§ **Instructions for the task**: Copy out every line in the rows below that contains the word "green".

§ **Exercise material**:
------------------------------
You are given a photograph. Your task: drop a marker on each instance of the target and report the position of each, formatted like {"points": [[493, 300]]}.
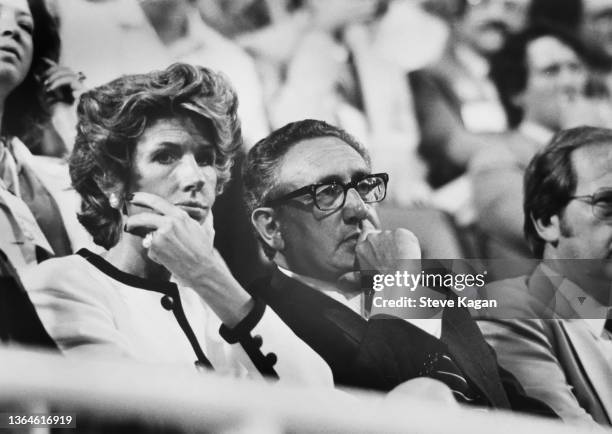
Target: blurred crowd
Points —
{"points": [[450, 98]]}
------------------------------
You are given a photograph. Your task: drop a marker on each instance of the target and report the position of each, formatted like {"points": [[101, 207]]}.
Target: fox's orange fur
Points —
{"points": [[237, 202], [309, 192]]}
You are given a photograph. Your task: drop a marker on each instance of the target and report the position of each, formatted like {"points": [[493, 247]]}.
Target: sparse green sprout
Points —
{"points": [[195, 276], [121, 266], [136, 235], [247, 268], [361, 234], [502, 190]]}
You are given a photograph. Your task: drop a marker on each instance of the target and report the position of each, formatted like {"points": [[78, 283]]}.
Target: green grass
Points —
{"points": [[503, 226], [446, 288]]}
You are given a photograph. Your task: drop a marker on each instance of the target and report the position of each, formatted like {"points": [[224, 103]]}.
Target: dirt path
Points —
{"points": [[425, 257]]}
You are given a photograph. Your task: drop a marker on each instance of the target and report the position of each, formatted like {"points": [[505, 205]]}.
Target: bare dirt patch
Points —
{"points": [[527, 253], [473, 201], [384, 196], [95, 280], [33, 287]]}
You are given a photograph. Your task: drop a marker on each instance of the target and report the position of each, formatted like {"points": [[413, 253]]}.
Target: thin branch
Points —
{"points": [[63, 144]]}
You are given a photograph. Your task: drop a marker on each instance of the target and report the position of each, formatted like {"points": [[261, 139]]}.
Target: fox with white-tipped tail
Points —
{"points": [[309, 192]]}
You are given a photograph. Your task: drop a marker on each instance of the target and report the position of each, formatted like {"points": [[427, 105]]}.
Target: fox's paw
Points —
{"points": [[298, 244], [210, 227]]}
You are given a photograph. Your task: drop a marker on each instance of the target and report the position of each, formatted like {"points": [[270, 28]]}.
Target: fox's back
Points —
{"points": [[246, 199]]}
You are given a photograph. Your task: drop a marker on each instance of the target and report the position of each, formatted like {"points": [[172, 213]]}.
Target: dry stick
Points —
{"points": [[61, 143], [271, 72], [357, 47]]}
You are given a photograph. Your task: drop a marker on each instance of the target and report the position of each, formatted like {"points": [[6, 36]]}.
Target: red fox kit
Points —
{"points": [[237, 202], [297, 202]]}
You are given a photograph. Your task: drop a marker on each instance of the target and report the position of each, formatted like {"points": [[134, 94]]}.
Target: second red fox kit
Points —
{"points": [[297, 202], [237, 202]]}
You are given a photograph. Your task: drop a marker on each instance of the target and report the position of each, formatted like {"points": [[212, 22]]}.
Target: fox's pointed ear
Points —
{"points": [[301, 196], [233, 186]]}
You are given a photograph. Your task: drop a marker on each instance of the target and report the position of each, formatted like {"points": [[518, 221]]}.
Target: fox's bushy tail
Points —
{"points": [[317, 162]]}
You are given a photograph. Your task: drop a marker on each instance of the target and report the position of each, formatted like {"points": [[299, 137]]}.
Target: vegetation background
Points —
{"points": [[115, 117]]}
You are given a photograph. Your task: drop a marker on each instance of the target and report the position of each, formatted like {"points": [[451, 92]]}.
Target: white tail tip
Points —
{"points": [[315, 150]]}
------------------------------
§ **Output**:
Target: sparse green sprout
Target: green grass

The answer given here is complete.